START DOCUMENT EXCERPT

Personal information
- Born: May 11, 1988 (age 37) Marietta, Georgia, U.S.
- Listed height: 6 ft 3 in (1.91 m)
- Listed weight: 200 lb (91 kg)

Career information
- High school: Joseph Wheeler (Marietta, Georgia)
- College: Missouri (2006–2010)
- NBA draft: 2010: undrafted
- Playing career: 2010–present

Career history
- 2010–2011: Idaho Stampede
- 2011–2013: Siarka Tarnobrzeg
- 2013–2015: Landstede Zwolle
- 2015–2016: Polpharma Starogard Gdański
- 2016–2017: Landstede Zwolle

Career highlights
- All-DBL Team (2017); DBL Defensive Player of the Year (2017); 2× DBL All-Defense Team (2015, 2017); Big 12 Defensive Player of the Year (2009); Big 12 All-Defensive team (2009);

= J. T. Tiller =

American basketball player (born 1988)

J. T. Tiller (born May 11, 1988) is an American professional basketball player. He played collegiately with the University of Missouri Tigers.

==College career==
Tiller won the 2009 Big 12 Defensive Player of the Year award after finishing his junior season at Mizzou with 8.4 points per game, as well as 4.0 assists and 2.1 steals. Tiller is known for his standout defense. In 2008–09, he was 9th in the nation in steals per minute, and in 2009-10 he finished 12th.

==Professional career==
Tiller was drafted in the 8th round of the 2010 NBA Development League Draft by the Idaho Stampede. Through 3 games with Idaho, he was averaging 6 points, 4 rebounds and 3 assists in 23.3 minutes. Despite these performances, Tiller was waived in November 2010.

END DOCUMENT EXCERPT
START DATA RECORDS

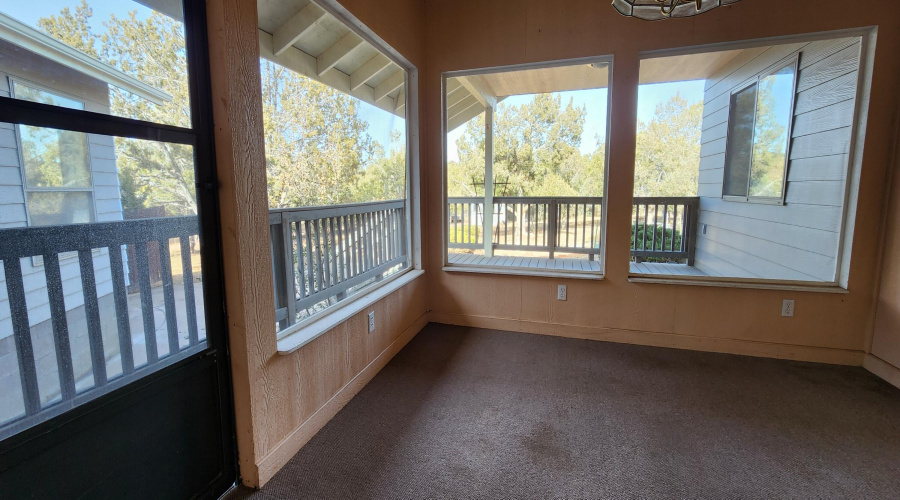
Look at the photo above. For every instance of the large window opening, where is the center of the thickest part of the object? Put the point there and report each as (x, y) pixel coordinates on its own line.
(744, 164)
(337, 162)
(525, 168)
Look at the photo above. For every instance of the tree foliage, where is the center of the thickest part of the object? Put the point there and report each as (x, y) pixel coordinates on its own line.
(667, 154)
(536, 152)
(318, 150)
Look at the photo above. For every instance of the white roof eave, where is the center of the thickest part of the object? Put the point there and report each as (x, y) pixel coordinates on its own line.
(33, 40)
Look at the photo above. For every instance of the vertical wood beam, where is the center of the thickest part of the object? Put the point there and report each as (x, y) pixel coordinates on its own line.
(243, 207)
(487, 220)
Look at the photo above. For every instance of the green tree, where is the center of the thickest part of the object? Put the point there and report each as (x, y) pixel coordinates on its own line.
(316, 142)
(536, 152)
(317, 145)
(667, 154)
(385, 178)
(153, 51)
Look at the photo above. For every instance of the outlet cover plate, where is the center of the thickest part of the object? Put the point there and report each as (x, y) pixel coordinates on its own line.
(787, 308)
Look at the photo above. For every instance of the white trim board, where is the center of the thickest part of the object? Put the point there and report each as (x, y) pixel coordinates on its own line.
(328, 320)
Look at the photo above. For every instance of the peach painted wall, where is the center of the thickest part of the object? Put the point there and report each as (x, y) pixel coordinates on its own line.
(886, 335)
(467, 34)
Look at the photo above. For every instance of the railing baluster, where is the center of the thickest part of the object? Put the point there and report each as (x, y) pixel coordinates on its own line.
(644, 239)
(382, 235)
(165, 264)
(655, 225)
(345, 245)
(357, 244)
(120, 298)
(637, 210)
(15, 287)
(143, 265)
(674, 227)
(311, 267)
(665, 219)
(187, 277)
(60, 328)
(322, 254)
(333, 252)
(92, 315)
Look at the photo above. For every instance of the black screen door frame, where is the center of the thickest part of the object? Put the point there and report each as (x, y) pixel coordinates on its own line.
(206, 371)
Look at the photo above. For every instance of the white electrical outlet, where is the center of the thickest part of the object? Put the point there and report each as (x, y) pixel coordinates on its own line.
(787, 308)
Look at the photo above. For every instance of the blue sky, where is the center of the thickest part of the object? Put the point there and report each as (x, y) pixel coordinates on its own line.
(595, 102)
(28, 11)
(381, 123)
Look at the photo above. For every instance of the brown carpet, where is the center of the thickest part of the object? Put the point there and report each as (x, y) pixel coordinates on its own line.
(470, 413)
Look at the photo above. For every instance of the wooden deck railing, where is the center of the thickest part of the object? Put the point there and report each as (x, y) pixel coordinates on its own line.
(319, 253)
(48, 243)
(664, 227)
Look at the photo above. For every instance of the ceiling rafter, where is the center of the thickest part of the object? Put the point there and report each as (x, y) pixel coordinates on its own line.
(368, 70)
(341, 49)
(291, 31)
(390, 84)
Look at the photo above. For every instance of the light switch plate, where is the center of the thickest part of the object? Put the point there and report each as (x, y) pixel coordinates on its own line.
(787, 308)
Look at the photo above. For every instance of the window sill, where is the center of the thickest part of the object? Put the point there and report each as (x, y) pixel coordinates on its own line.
(523, 271)
(732, 283)
(291, 340)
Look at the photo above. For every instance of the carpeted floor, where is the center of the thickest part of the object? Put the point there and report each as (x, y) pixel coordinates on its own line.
(469, 413)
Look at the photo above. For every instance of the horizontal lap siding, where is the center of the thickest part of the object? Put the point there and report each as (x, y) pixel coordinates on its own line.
(107, 203)
(799, 240)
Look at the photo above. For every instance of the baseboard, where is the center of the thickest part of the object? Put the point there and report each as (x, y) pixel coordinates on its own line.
(882, 369)
(287, 448)
(658, 339)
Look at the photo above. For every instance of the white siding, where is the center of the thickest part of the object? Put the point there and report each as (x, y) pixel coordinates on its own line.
(107, 202)
(799, 240)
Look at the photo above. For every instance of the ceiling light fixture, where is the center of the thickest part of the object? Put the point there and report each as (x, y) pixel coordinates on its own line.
(654, 10)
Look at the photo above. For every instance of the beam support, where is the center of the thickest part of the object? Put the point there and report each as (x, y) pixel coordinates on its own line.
(487, 219)
(368, 70)
(333, 55)
(400, 103)
(291, 31)
(392, 83)
(475, 87)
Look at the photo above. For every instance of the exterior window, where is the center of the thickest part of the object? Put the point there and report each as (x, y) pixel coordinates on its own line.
(337, 159)
(758, 132)
(742, 161)
(525, 168)
(57, 166)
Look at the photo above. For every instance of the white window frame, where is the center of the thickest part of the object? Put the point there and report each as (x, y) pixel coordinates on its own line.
(308, 329)
(868, 38)
(26, 189)
(445, 227)
(794, 63)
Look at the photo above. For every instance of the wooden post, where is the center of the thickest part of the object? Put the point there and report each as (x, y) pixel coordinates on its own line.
(244, 211)
(487, 218)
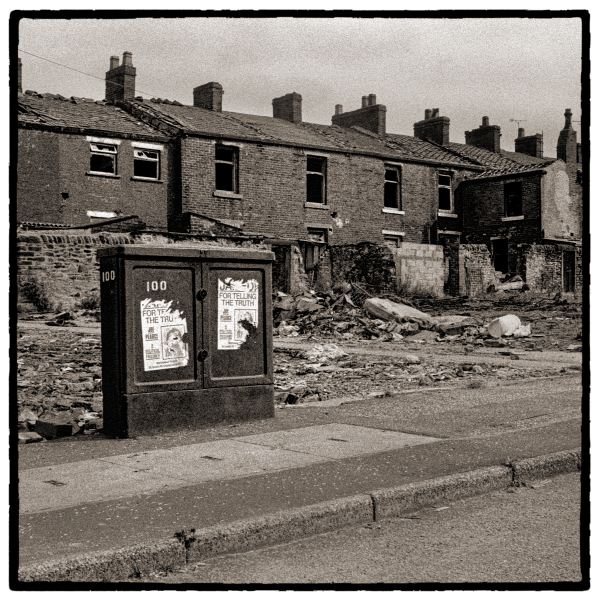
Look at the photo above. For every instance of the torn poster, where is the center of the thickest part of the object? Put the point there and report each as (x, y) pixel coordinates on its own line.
(163, 331)
(238, 312)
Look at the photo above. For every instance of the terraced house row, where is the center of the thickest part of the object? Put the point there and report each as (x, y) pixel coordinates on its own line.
(307, 188)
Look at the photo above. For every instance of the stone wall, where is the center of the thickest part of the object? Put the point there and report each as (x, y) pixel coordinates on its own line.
(63, 265)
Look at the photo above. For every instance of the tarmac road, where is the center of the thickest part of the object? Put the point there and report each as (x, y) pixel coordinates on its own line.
(529, 535)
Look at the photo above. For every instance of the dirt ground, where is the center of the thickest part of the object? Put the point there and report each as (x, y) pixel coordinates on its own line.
(60, 372)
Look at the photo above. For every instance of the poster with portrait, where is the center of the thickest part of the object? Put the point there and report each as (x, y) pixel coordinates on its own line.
(163, 335)
(237, 311)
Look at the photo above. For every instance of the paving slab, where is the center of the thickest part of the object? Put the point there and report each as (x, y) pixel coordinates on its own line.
(107, 525)
(73, 483)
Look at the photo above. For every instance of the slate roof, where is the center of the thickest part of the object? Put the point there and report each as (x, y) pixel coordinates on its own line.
(53, 110)
(503, 163)
(312, 135)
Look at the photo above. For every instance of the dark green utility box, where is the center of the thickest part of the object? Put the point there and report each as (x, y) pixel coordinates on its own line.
(186, 337)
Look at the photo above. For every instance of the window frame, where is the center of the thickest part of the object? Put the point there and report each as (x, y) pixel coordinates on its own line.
(95, 150)
(323, 174)
(512, 214)
(445, 211)
(234, 168)
(398, 182)
(158, 162)
(393, 236)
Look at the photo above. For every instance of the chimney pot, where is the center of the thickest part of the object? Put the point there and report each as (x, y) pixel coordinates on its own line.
(120, 80)
(209, 96)
(288, 107)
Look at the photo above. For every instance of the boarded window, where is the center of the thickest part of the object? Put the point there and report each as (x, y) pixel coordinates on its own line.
(391, 189)
(103, 158)
(316, 172)
(226, 167)
(568, 271)
(445, 193)
(146, 164)
(513, 199)
(500, 255)
(394, 241)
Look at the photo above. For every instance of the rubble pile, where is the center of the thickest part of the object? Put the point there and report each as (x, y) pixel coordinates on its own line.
(383, 319)
(59, 385)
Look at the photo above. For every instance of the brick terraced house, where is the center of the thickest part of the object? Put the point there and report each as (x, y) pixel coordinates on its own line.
(306, 187)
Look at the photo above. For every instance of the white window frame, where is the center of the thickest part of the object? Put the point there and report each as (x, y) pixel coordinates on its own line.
(398, 208)
(443, 211)
(235, 163)
(95, 150)
(325, 161)
(157, 160)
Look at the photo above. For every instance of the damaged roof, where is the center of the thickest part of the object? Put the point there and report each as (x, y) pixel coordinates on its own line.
(226, 124)
(84, 114)
(502, 163)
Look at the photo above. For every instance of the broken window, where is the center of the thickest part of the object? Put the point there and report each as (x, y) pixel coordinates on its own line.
(445, 193)
(146, 163)
(391, 188)
(395, 241)
(568, 270)
(500, 255)
(316, 171)
(513, 200)
(226, 168)
(103, 158)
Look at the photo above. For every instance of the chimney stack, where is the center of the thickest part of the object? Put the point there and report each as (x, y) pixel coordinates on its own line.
(433, 128)
(485, 136)
(120, 80)
(566, 148)
(370, 116)
(533, 145)
(209, 96)
(288, 107)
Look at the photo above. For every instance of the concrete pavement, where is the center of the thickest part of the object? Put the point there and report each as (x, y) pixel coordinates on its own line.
(118, 504)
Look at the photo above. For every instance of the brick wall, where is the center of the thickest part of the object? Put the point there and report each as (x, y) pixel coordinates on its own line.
(561, 208)
(272, 192)
(542, 267)
(482, 207)
(53, 185)
(475, 270)
(420, 269)
(66, 265)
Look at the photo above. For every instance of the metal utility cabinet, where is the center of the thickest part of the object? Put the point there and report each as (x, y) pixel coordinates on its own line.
(186, 337)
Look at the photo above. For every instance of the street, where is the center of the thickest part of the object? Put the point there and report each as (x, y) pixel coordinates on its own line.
(526, 534)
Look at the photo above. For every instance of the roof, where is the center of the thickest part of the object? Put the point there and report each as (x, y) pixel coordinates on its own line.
(53, 110)
(502, 163)
(225, 124)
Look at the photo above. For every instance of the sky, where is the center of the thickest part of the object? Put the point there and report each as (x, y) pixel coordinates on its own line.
(515, 68)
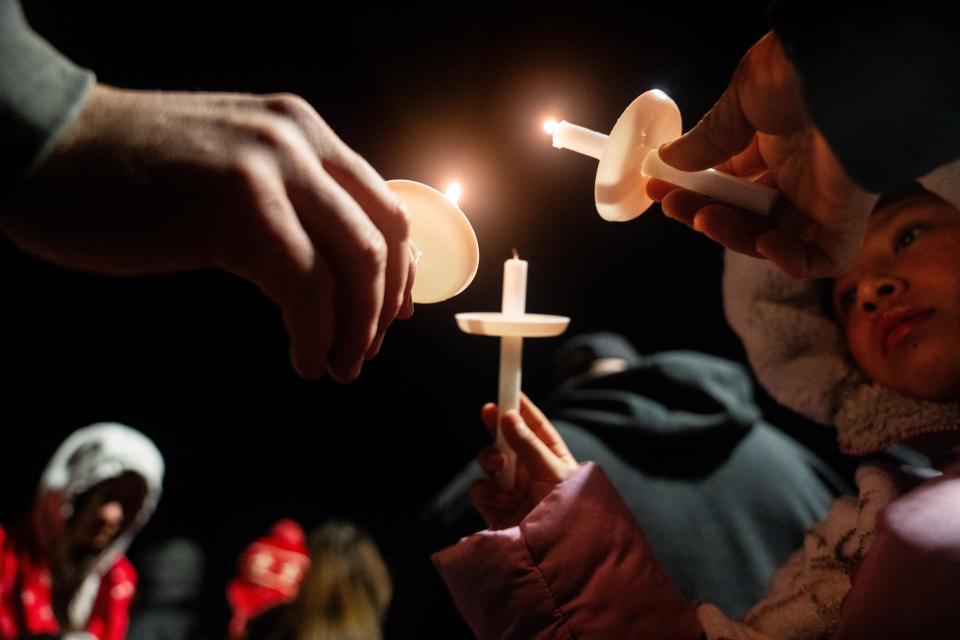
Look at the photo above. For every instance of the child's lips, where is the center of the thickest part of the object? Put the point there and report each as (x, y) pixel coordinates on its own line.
(899, 322)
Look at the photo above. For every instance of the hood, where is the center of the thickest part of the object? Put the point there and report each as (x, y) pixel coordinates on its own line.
(87, 457)
(668, 406)
(799, 353)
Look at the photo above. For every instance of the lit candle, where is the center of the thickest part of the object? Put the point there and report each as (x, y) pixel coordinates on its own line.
(511, 355)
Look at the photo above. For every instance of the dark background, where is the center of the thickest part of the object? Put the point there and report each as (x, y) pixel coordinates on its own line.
(199, 361)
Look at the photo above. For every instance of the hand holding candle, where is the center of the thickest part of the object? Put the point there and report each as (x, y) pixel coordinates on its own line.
(628, 156)
(512, 324)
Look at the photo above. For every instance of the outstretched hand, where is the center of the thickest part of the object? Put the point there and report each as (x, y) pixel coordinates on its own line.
(260, 186)
(543, 461)
(759, 129)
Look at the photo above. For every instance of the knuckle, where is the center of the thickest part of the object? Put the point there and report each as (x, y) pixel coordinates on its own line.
(279, 137)
(373, 253)
(289, 105)
(248, 174)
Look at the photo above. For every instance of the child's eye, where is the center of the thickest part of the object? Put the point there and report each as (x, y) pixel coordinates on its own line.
(905, 237)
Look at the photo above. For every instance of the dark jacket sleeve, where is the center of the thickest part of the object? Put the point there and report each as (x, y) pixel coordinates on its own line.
(881, 80)
(40, 94)
(577, 566)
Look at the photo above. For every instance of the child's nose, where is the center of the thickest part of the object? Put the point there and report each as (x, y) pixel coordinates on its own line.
(874, 291)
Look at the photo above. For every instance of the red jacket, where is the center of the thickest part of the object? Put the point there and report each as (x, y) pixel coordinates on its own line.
(25, 595)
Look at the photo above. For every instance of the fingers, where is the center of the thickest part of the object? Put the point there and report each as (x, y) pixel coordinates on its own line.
(533, 453)
(492, 503)
(491, 460)
(278, 255)
(543, 428)
(354, 250)
(722, 133)
(764, 95)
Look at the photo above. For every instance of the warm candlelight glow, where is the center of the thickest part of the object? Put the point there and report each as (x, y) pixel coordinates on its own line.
(454, 191)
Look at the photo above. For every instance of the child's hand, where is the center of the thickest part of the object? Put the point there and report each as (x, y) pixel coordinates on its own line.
(543, 461)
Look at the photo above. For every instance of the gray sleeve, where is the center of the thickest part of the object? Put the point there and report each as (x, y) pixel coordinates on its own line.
(41, 92)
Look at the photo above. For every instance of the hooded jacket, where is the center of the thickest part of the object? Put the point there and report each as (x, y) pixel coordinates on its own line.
(99, 606)
(882, 564)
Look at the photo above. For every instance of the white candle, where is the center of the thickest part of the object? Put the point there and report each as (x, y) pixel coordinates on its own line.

END DATA RECORDS

- **WHAT YOU WILL DO**
1. In the J. T. Tiller profile, which team drafted Tiller in the 2010 NBA Development League Draft?
2. Please repeat the part of the J. T. Tiller profile starting at "Personal information" and ending at "Wheeler (Marietta, Georgia)".
The lines that come after the J. T. Tiller profile are separate material.

- **ANSWER SECTION**
1. The Idaho Stampede.

2.
Personal information
- Born: May 11, 1988 (age 37) Marietta, Georgia, U.S.
- Listed height: 6 ft 3 in (1.91 m)
- Listed weight: 200 lb (91 kg)

Career information
- High school: Joseph Wheeler (Marietta, Georgia)